(Work to complete): In the passage on the Blythe Mesa solar plant, translate this sentence into Spanish: "In other words, the big news here is that environmental groups support a desert solar project."

(Selected passage):
--- Start ---

And Roth's second paragraph starts with the plot twist:

But those groups have come out in support of the Blythe Mesa project, a 485-megawatt solar plant that would be built on private land in eastern Riverside County.

In other words, the big news here is that environmental groups support a desert solar project.

That news is a little overstated. Seven groups -- the National Parks Conservation Association, the Sierra Club, the Wilderness Society, Audubon California, the California Native Plant Society, the Natural Resources Defense Council, and Defenders of Wildlife -- did sign a letter in support of the plant, which was submitted as public comment on the project's draft Environmental Assessment/Environmental Impact Review (EA/EIR).

The name of the document is confusing enough to make your eyes glaze over, so let's take a minute to explain. The federal government and the state of California have similar procedures for evaluating a project's environmental impact, mandated by the National Environmental Policy Act (NEPA) and the California Environmental Quality Act (CEQA). Projects that require both state and federal environmental review are often assessed in one process that meets the requirements of both laws. An Environmental Assessment is a preliminary document mandated under NEPA that can either precede a full-fledged Environmental Impact Statement, or serve as the only environmental review if a project isn't thought to pose a risk of significant environmental impact.

--- End ---

(Information given):
--- Start ---

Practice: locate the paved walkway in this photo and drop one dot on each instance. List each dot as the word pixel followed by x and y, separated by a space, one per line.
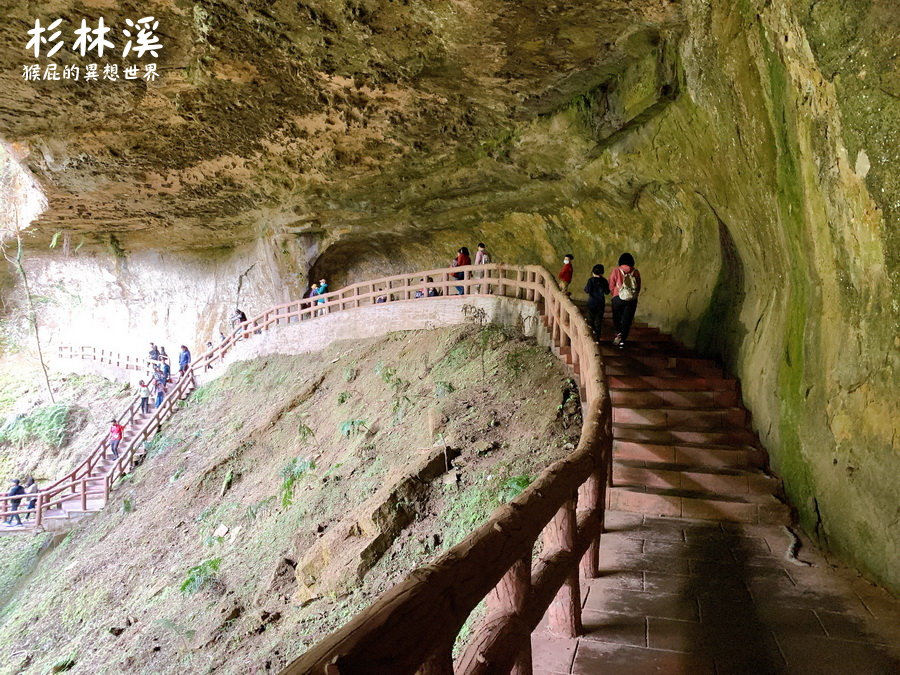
pixel 699 596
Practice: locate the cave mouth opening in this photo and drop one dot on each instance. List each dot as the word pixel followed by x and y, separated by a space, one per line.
pixel 22 200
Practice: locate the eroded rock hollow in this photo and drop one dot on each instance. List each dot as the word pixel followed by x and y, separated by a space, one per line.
pixel 745 151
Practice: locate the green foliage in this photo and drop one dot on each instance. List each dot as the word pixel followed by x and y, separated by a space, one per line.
pixel 47 424
pixel 467 509
pixel 183 633
pixel 512 487
pixel 199 395
pixel 290 474
pixel 304 432
pixel 200 575
pixel 160 444
pixel 400 405
pixel 353 428
pixel 227 482
pixel 443 389
pixel 515 363
pixel 255 509
pixel 64 664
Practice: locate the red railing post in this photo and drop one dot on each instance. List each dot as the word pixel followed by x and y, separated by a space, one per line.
pixel 564 613
pixel 39 510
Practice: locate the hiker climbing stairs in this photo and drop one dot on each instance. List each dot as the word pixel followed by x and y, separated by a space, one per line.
pixel 683 445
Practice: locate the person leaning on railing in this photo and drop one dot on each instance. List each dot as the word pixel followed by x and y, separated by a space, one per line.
pixel 15 491
pixel 31 491
pixel 116 432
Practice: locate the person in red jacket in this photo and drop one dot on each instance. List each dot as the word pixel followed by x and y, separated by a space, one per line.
pixel 624 286
pixel 116 431
pixel 462 259
pixel 566 273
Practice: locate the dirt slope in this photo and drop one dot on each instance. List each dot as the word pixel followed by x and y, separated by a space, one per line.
pixel 194 563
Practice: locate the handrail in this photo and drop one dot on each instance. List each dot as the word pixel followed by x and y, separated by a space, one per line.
pixel 412 627
pixel 87 352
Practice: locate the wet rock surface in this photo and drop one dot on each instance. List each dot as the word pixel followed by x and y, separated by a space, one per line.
pixel 744 151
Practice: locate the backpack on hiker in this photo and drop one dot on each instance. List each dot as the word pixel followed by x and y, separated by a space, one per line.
pixel 629 286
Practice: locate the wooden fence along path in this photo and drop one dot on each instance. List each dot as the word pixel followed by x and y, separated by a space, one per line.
pixel 413 626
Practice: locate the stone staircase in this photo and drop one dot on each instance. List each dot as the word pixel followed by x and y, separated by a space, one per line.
pixel 683 445
pixel 88 493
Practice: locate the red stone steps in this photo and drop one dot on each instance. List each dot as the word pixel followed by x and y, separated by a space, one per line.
pixel 670 416
pixel 702 456
pixel 720 481
pixel 654 382
pixel 660 361
pixel 756 509
pixel 681 436
pixel 659 398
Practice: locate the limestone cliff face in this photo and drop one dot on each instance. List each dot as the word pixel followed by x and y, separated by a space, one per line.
pixel 746 152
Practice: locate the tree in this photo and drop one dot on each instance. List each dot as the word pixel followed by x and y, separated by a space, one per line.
pixel 11 191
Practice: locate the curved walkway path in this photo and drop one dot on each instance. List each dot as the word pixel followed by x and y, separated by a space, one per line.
pixel 698 570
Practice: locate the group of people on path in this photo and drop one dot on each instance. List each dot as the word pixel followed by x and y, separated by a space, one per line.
pixel 316 293
pixel 161 375
pixel 482 257
pixel 624 286
pixel 17 494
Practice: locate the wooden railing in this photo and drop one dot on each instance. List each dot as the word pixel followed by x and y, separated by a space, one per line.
pixel 123 361
pixel 412 627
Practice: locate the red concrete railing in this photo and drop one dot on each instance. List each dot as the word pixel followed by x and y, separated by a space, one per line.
pixel 412 627
pixel 124 361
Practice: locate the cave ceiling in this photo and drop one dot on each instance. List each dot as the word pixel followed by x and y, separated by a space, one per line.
pixel 293 117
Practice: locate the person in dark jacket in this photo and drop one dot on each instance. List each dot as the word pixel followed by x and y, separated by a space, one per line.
pixel 566 273
pixel 597 288
pixel 31 490
pixel 16 491
pixel 462 259
pixel 184 360
pixel 625 286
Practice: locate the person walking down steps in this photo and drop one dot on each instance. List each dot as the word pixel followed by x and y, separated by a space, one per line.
pixel 144 393
pixel 184 360
pixel 16 491
pixel 566 273
pixel 31 490
pixel 625 287
pixel 116 431
pixel 597 288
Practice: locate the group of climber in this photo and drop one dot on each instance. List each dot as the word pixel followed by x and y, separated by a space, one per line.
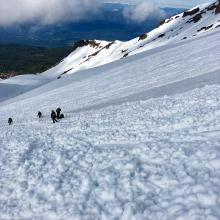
pixel 55 116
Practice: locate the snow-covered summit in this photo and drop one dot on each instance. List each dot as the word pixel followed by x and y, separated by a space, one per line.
pixel 187 25
pixel 140 138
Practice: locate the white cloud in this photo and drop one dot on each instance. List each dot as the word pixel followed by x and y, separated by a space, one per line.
pixel 45 11
pixel 142 11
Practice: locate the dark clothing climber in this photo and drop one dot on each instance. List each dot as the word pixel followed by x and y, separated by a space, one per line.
pixel 10 121
pixel 58 111
pixel 39 114
pixel 54 116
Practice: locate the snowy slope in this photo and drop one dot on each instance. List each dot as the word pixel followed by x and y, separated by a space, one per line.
pixel 89 54
pixel 190 24
pixel 140 138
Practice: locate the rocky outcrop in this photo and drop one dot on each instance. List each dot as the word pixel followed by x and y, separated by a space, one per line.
pixel 190 13
pixel 142 37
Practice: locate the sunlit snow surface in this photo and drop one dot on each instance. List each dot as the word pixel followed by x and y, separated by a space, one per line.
pixel 155 159
pixel 140 139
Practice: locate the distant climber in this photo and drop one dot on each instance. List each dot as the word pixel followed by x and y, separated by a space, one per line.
pixel 58 111
pixel 39 114
pixel 54 116
pixel 10 121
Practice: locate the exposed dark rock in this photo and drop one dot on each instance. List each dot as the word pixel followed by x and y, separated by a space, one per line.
pixel 217 10
pixel 161 35
pixel 205 28
pixel 142 37
pixel 109 45
pixel 196 18
pixel 83 43
pixel 7 75
pixel 190 13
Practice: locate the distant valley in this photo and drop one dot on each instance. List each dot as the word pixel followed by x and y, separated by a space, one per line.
pixel 30 49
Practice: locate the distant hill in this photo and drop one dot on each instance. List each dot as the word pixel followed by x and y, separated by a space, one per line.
pixel 109 25
pixel 18 59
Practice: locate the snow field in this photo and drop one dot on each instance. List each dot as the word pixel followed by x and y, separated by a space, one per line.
pixel 155 159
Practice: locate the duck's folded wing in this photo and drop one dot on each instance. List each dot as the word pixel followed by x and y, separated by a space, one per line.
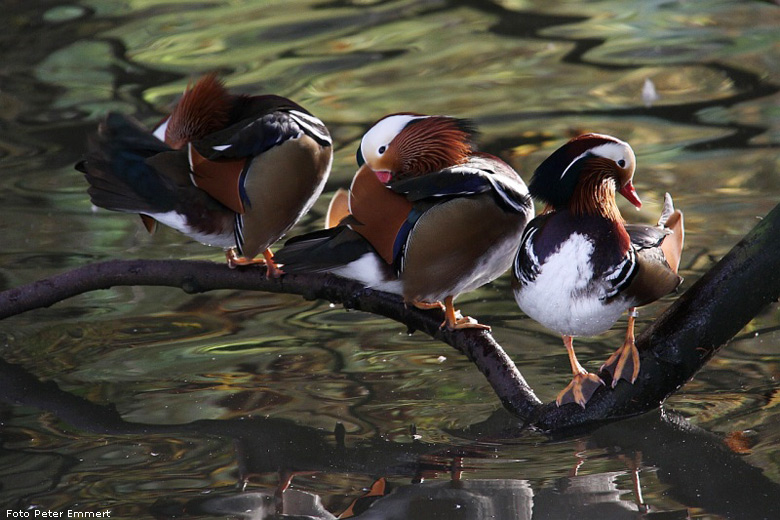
pixel 477 176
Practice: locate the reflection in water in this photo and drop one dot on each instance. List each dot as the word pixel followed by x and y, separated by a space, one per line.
pixel 696 466
pixel 165 400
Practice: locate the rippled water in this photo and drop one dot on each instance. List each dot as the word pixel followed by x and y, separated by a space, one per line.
pixel 164 399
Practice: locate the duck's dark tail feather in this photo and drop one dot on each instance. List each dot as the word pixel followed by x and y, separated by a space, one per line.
pixel 324 250
pixel 117 168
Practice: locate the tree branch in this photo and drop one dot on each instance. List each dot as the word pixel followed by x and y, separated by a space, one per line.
pixel 672 350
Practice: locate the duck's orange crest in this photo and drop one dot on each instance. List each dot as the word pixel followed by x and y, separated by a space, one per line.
pixel 432 144
pixel 203 109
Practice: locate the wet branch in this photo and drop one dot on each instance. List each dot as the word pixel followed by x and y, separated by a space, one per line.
pixel 672 349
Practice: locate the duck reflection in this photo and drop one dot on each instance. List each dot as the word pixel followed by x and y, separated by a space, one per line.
pixel 695 465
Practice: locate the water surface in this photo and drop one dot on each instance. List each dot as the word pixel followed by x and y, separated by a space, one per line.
pixel 149 402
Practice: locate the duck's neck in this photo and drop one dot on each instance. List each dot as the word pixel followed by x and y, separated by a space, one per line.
pixel 595 195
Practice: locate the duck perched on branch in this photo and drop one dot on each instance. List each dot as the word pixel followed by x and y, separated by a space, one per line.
pixel 580 266
pixel 228 170
pixel 426 217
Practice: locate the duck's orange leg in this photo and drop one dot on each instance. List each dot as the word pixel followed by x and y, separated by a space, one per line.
pixel 582 385
pixel 624 363
pixel 272 270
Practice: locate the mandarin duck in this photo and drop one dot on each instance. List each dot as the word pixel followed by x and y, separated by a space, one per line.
pixel 579 266
pixel 233 171
pixel 427 217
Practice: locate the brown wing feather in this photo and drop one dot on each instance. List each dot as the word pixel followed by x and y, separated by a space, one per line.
pixel 379 212
pixel 220 179
pixel 337 209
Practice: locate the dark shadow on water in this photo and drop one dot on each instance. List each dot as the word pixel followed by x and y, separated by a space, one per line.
pixel 695 464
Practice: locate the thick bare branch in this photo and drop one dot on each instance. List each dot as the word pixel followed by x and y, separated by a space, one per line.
pixel 672 350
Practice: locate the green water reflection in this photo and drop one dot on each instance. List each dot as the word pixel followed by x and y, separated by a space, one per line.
pixel 194 371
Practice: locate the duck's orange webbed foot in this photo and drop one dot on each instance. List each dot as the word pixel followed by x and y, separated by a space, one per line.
pixel 272 270
pixel 454 320
pixel 580 389
pixel 624 363
pixel 427 306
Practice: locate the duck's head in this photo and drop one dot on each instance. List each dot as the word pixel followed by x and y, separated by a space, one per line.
pixel 584 174
pixel 406 145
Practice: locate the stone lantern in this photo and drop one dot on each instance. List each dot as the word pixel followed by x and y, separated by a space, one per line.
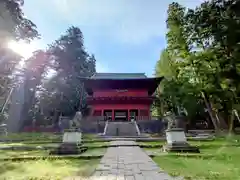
pixel 175 135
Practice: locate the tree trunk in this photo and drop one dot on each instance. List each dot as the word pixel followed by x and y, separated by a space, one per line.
pixel 210 111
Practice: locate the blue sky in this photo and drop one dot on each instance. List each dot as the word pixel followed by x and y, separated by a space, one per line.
pixel 124 35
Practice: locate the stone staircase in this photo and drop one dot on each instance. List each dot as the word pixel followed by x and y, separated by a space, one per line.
pixel 122 129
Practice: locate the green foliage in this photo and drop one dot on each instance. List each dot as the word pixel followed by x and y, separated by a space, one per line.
pixel 203 50
pixel 65 92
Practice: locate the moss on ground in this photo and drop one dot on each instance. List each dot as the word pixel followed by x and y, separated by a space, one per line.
pixel 218 160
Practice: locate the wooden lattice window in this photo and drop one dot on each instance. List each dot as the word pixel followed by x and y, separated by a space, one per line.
pixel 143 112
pixel 97 113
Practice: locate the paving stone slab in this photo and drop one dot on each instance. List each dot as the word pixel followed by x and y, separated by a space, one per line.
pixel 128 163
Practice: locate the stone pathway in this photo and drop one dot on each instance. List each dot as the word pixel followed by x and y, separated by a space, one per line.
pixel 128 163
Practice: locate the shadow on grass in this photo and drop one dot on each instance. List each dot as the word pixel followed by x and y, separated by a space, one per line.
pixel 9 166
pixel 220 157
pixel 211 146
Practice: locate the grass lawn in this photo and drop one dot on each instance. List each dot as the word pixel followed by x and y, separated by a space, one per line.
pixel 32 136
pixel 46 169
pixel 218 160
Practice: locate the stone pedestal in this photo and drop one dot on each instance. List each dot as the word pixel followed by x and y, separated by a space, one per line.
pixel 71 144
pixel 177 142
pixel 72 137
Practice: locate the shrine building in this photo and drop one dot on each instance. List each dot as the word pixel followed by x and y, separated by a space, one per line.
pixel 121 96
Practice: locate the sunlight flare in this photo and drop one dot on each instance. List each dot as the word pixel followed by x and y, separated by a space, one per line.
pixel 23 49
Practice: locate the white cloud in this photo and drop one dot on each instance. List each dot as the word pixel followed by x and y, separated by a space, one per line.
pixel 101 68
pixel 131 22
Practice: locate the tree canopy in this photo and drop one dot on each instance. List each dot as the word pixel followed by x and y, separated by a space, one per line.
pixel 203 50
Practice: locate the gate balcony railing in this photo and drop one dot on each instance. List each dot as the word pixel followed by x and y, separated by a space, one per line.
pixel 105 118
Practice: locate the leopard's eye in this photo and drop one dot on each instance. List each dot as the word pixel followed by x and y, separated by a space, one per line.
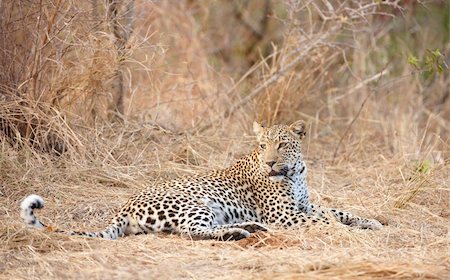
pixel 282 145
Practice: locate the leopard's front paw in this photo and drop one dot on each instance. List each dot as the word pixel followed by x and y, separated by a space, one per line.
pixel 367 224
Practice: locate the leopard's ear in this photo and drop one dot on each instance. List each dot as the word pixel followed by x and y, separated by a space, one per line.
pixel 258 130
pixel 298 128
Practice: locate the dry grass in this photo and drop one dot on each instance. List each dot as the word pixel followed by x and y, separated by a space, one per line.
pixel 378 141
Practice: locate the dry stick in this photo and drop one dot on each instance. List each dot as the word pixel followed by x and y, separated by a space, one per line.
pixel 270 81
pixel 372 91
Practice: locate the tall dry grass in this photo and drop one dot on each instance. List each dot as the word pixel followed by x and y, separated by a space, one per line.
pixel 195 75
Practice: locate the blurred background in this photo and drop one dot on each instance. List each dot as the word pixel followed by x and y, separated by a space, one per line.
pixel 354 70
pixel 99 99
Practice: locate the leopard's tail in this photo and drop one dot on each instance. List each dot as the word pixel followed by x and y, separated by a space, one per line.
pixel 31 202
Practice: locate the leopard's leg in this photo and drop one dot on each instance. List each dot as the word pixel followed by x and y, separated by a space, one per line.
pixel 200 222
pixel 345 218
pixel 289 219
pixel 248 226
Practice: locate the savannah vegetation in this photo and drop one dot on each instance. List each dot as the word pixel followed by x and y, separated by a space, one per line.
pixel 99 99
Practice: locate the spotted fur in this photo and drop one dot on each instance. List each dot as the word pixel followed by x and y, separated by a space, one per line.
pixel 265 187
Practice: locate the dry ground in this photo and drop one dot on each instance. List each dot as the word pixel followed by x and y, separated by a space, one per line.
pixel 369 77
pixel 413 245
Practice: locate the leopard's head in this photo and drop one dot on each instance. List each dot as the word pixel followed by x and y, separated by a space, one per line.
pixel 279 150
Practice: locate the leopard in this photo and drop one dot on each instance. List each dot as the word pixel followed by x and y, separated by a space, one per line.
pixel 264 189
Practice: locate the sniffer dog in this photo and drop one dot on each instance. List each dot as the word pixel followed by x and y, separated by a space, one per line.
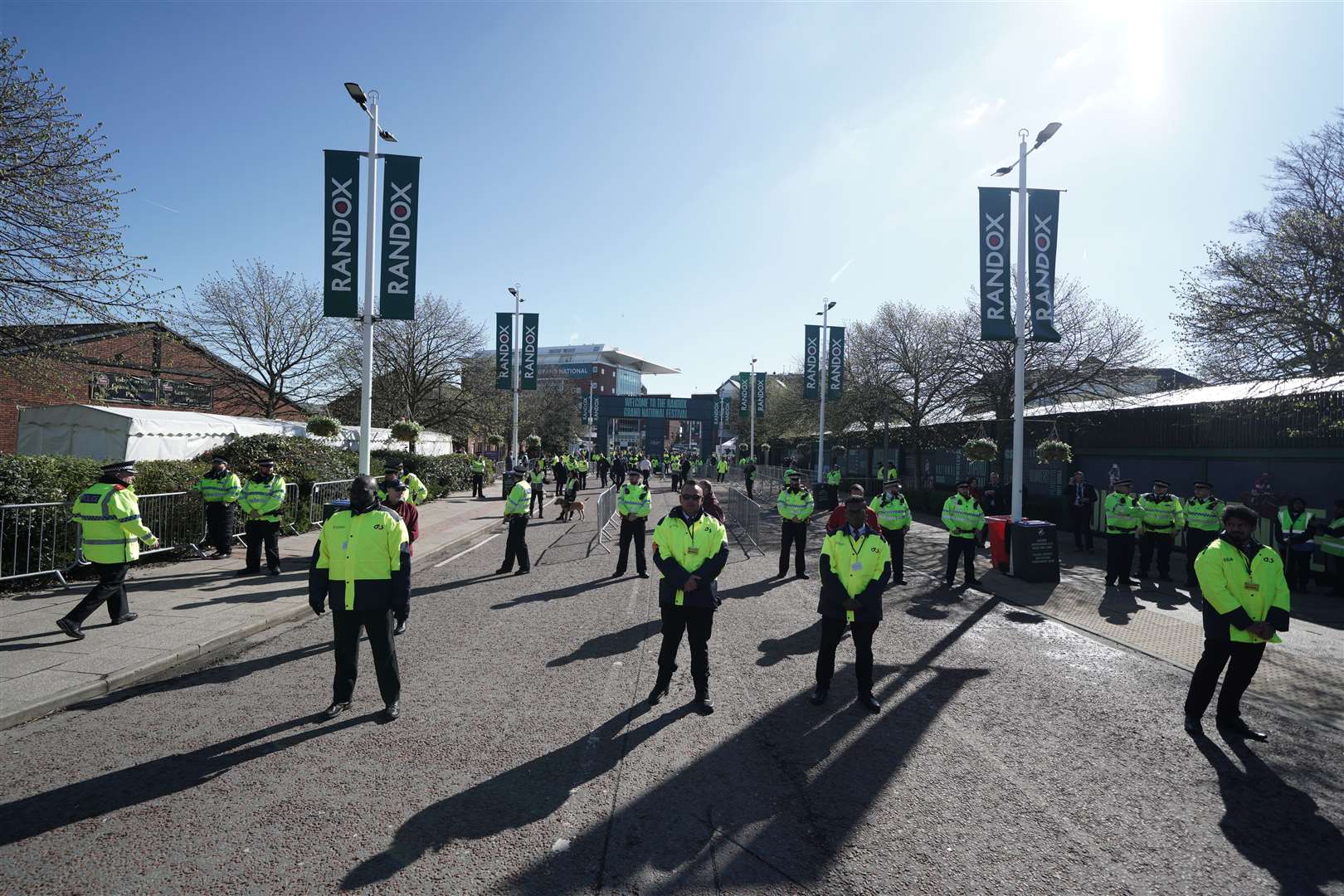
pixel 567 511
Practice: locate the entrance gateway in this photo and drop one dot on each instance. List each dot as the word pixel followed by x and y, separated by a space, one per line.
pixel 652 414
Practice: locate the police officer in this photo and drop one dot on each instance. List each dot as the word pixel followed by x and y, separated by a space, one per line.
pixel 1246 602
pixel 110 533
pixel 964 518
pixel 362 566
pixel 689 550
pixel 219 490
pixel 855 568
pixel 516 514
pixel 795 505
pixel 1122 518
pixel 894 518
pixel 632 504
pixel 1203 519
pixel 1163 514
pixel 260 501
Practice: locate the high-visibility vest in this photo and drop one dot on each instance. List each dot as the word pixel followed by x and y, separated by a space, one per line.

--- End ---

(Task answer): En otras palabras, la gran noticia aquí es que los grupos ambientalistas apoyan un proyecto solar en el desierto.